• _Exercise instructions_: Swap "separate" for "disjoint" everywhere in the material below, keeping everything else unchanged, and omit the pictures from your copy.

[Begin Stored records]

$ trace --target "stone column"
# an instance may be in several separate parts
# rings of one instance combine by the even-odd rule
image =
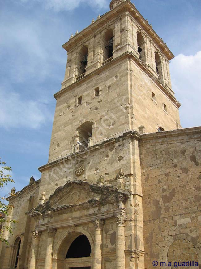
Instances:
[[[97,219],[93,222],[95,227],[95,239],[93,269],[101,269],[102,263],[102,233],[103,222]]]
[[[48,228],[47,230],[47,244],[44,269],[51,269],[52,258],[54,244],[54,235],[57,232],[56,229]]]
[[[28,269],[36,269],[38,250],[41,233],[36,231],[32,232],[32,241],[31,247],[31,258],[28,266]]]
[[[116,231],[116,261],[117,269],[125,269],[125,216],[117,217]]]

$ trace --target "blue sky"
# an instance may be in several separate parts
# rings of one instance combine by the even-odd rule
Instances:
[[[0,0],[0,157],[19,191],[46,163],[56,100],[66,63],[62,45],[109,10],[107,0]],[[131,1],[133,3],[133,1]],[[175,56],[173,89],[182,125],[201,125],[201,1],[136,0]]]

[End Stored records]

• _Solution to this exercise_:
$ trace --target "stone column"
# an instance may be in several disjoint parts
# rings of one instance combine by the even-odd rule
image =
Instances:
[[[97,219],[93,222],[95,227],[95,239],[93,269],[101,269],[102,263],[102,233],[103,222]]]
[[[48,228],[47,230],[47,244],[44,269],[51,269],[52,258],[54,244],[54,235],[57,232],[56,229]]]
[[[28,269],[36,269],[38,250],[41,233],[36,231],[32,232],[32,241],[31,247],[31,258],[28,266]]]
[[[116,231],[116,261],[117,269],[125,269],[125,216],[117,217]]]

$ trace --target "blue sky"
# an instance may be in several disjoint parts
# rings of one instance combine by the even-odd rule
Instances:
[[[0,0],[0,157],[19,191],[46,163],[56,100],[66,63],[62,45],[109,10],[107,0]],[[131,1],[133,3],[133,1]],[[175,56],[173,89],[182,125],[201,125],[201,1],[136,0]]]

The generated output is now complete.